**WORK TASK:** Reproduce word for word the part of the Illinois football article below starting with "By Jared Farmer, Staff" and going on through "over 700 yards.".

**TEXT EXCERPT:**
━━━━━━━━━━
Ricky Smalling runs with the football at Memorial Stadium vs Nebraska on Sep 21.

Jonathan Bonaguro

Ricky Smalling runs with the football at Memorial Stadium vs Nebraska on Sep 21.

Jonathan Bonaguro

Jonathan Bonaguro

Ricky Smalling runs with the football at Memorial Stadium vs Nebraska on Sep 21.

By Jared Farmer, Staff Writer

"Defense wins championships" is how the old saying goes. But when the defense comes up short, there often is a need for revision. Illinois Football head coach Lovie Smith said since the end of training camp, improving the defense was a top priority.

"A lot of us, including me, need to do a better job," Smith said.

Coming together on defense has been one of the biggest issues this Illini Football team has dealt with since Hardy Nickerson's resignation. Smith took over full-time duties as defensive coordinator after Nickerson's defense lost 63-33 to the Maryland Terrapins. The defense allowed a Maryland offense that was shut out the previous to carry for over 700 yards.

As a team last year, the Illini gave up 39.42 points per game, good for No. 120 in the NCAA. They rounded out the bottom of the barrel against the run, pass and in terms of allowing yards-per-carry.
━━━━━━━━━━
**RECORD EXTRACTS:**
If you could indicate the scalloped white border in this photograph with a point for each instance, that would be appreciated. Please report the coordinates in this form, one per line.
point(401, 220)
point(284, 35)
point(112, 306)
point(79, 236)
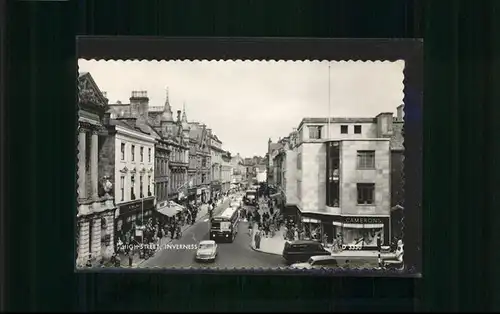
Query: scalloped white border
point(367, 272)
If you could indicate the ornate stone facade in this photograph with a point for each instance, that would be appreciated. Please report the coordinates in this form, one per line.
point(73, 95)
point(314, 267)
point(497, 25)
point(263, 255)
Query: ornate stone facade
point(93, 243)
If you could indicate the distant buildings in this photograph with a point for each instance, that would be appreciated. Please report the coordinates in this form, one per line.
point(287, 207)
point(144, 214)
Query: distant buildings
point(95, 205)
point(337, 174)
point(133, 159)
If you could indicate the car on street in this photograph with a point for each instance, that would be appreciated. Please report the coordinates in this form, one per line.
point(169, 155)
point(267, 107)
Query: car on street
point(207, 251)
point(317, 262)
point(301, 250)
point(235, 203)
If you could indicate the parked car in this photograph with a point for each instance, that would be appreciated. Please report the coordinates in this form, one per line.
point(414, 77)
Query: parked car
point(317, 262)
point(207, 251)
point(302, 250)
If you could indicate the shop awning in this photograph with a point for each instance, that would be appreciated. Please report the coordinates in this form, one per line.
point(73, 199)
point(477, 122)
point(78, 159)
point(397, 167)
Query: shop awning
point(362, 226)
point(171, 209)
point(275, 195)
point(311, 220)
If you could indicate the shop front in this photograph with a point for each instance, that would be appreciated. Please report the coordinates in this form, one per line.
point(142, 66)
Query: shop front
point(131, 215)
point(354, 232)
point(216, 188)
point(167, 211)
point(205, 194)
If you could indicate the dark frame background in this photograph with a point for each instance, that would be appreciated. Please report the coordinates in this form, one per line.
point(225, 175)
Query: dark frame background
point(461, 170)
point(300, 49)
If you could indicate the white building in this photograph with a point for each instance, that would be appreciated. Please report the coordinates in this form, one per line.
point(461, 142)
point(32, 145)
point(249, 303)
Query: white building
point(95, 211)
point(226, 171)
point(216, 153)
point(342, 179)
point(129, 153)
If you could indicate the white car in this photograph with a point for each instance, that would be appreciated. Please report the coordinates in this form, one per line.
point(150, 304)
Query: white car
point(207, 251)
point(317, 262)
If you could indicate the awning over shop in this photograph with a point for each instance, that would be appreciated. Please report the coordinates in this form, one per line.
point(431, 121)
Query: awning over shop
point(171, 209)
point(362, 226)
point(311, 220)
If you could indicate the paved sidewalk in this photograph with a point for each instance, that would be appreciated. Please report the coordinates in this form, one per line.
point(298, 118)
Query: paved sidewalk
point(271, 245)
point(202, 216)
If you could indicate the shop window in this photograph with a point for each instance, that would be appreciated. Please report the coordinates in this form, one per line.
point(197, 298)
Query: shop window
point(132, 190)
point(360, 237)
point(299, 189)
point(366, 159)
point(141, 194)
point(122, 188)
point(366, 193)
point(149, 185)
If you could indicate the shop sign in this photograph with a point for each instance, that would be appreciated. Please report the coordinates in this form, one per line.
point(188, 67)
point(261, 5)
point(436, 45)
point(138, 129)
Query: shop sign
━━━━━━━━━━
**YOUR RESPONSE:**
By Jared Farmer, Staff Writer

"Defense wins championships" is how the old saying goes. But when the defense comes up short, there often is a need for revision. Illinois Football head coach Lovie Smith said since the end of training camp, improving the defense was a top priority.

"A lot of us, including me, need to do a better job," Smith said.

Coming together on defense has been one of the biggest issues this Illini Football team has dealt with since Hardy Nickerson's resignation. Smith took over full-time duties as defensive coordinator after Nickerson's defense lost 63-33 to the Maryland Terrapins. The defense allowed a Maryland offense that was shut out the previous to carry for over 700 yards.